**REQUIRED TASK 1:** Print the passage on the Williamstown policing symposium from "The Department of" to "two breakout sessions.", word for word.

──────── PASSAGE PROVIDED

WILLIAMSTOWN, Mass. — Better opportunities for dialogue, more training and support for officers and acknowledgment of past incidents in the Williamstown Police Department were themes that emerged from a daylong symposium on policing at Mount Greylock Regional School on Saturday.
Nearly 80 individuals participated in a series of small group discussions that focused on the strengths and weaknesses of the current public safety environment and what meaningful changes could address the latter.
The Department of Justice's Community Relations Service facilitated the event under its Strengthening Police and Community Partnerships program.
More than 90 percent of registrants attended the event despite Saturday's snowstorm. Those who did engaged in moderated conversations in groups of 10 or 12 where they talked about the issues that have ruptured the trust between many community members and law enforcement and how to fix that breach.
"The issues we're dealing with today are issues that have been dealt with since the start of modern policing," DOJ conciliation specialist Michael David told the full group before the first of two breakout sessions.
"The dialogue today is the beginning of Strengthening Police and Community Partnerships. It is not the whole process."
Williamstown's interim police chief Michael Ziemba invited the DOJ to bring its nationally-tested program to town to help rebuild relationships with community members that were damaged by the 2020 revelation of allegations of racist and sexually inappropriate behavior inside the department.

────────────────
──────── EXERCISE MATERIAL

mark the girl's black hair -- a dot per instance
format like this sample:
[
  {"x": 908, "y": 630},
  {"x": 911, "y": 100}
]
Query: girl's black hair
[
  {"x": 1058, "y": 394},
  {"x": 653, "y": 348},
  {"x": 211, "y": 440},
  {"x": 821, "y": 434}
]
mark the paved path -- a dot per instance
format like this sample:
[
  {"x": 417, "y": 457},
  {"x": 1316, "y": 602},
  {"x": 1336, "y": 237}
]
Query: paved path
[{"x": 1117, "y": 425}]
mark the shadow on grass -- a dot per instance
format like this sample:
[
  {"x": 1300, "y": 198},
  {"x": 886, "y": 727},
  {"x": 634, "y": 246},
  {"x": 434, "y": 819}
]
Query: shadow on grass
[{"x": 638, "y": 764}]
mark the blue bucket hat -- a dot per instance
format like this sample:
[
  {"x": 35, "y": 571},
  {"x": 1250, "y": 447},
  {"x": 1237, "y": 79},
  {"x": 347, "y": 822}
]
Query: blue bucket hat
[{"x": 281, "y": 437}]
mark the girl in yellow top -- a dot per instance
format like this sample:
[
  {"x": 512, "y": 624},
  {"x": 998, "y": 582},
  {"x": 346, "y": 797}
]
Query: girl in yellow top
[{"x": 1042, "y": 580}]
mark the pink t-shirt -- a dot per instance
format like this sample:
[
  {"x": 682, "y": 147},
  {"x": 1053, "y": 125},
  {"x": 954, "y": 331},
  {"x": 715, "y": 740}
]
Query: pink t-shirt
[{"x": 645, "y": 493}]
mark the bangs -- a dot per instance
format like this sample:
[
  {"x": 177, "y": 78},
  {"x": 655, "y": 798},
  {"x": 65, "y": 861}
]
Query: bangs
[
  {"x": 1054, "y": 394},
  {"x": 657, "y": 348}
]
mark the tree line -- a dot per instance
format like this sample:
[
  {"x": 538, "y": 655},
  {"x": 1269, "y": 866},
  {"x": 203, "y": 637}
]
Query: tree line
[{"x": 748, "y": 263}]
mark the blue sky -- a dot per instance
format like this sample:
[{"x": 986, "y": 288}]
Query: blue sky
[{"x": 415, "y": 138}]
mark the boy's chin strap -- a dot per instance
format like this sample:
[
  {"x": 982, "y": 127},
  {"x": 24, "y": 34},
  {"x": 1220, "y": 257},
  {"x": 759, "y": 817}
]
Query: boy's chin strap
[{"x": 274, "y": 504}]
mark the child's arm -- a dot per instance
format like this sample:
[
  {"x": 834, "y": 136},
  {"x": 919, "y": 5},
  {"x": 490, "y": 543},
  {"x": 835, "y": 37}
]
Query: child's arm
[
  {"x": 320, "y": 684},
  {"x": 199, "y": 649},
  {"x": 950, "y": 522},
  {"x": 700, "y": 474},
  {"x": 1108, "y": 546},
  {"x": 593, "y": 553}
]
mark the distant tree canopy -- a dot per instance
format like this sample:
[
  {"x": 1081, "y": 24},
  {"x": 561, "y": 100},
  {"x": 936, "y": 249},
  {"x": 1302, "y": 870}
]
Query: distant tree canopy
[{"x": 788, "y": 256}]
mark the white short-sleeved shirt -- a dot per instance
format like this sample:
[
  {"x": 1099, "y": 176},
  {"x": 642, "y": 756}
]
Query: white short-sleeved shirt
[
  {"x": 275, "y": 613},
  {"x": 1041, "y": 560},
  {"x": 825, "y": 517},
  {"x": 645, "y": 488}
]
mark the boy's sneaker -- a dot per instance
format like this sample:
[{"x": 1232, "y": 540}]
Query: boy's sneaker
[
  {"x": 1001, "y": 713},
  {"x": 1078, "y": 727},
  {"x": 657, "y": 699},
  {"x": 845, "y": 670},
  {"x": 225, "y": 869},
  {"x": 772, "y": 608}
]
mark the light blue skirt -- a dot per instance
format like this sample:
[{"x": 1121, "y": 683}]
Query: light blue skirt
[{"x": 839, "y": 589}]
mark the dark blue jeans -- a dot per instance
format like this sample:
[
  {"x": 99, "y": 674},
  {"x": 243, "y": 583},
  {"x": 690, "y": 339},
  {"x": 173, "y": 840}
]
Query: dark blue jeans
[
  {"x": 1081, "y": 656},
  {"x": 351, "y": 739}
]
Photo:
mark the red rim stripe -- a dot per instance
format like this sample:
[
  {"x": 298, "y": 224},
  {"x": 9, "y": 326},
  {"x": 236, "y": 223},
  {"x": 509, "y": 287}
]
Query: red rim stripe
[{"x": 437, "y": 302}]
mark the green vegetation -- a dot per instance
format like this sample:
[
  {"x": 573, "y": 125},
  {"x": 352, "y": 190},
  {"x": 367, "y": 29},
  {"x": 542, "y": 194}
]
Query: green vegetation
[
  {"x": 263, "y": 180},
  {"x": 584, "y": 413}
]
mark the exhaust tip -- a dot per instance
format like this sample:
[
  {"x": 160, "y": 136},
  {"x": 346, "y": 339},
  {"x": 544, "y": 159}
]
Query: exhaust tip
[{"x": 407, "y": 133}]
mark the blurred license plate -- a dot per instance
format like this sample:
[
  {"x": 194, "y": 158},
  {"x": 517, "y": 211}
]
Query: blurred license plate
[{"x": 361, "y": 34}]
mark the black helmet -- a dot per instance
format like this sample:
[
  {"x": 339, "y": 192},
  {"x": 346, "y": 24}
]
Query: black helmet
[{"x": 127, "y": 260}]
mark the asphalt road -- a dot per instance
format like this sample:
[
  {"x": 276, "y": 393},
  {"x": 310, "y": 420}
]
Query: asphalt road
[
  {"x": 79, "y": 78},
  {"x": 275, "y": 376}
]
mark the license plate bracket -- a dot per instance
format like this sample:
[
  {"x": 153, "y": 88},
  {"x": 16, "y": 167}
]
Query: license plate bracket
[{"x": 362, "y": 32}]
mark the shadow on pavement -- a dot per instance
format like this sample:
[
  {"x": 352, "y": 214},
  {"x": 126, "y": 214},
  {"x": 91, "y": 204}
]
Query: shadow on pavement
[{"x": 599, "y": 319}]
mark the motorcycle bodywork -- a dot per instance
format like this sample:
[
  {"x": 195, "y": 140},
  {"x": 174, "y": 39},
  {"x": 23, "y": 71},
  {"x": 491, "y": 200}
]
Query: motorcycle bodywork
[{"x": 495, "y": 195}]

────────────────

**REQUIRED TASK 2:** Select every line of the records that contains the string "stripe".

**EXERCISE RESPONSE 1:**
The Department of Justice's Community Relations Service facilitated the event under its Strengthening Police and Community Partnerships program.
More than 90 percent of registrants attended the event despite Saturday's snowstorm. Those who did engaged in moderated conversations in groups of 10 or 12 where they talked about the issues that have ruptured the trust between many community members and law enforcement and how to fix that breach.
"The issues we're dealing with today are issues that have been dealt with since the start of modern policing," DOJ conciliation specialist Michael David told the full group before the first of two breakout sessions.

**EXERCISE RESPONSE 2:**
mark the red rim stripe -- a dot per instance
Query: red rim stripe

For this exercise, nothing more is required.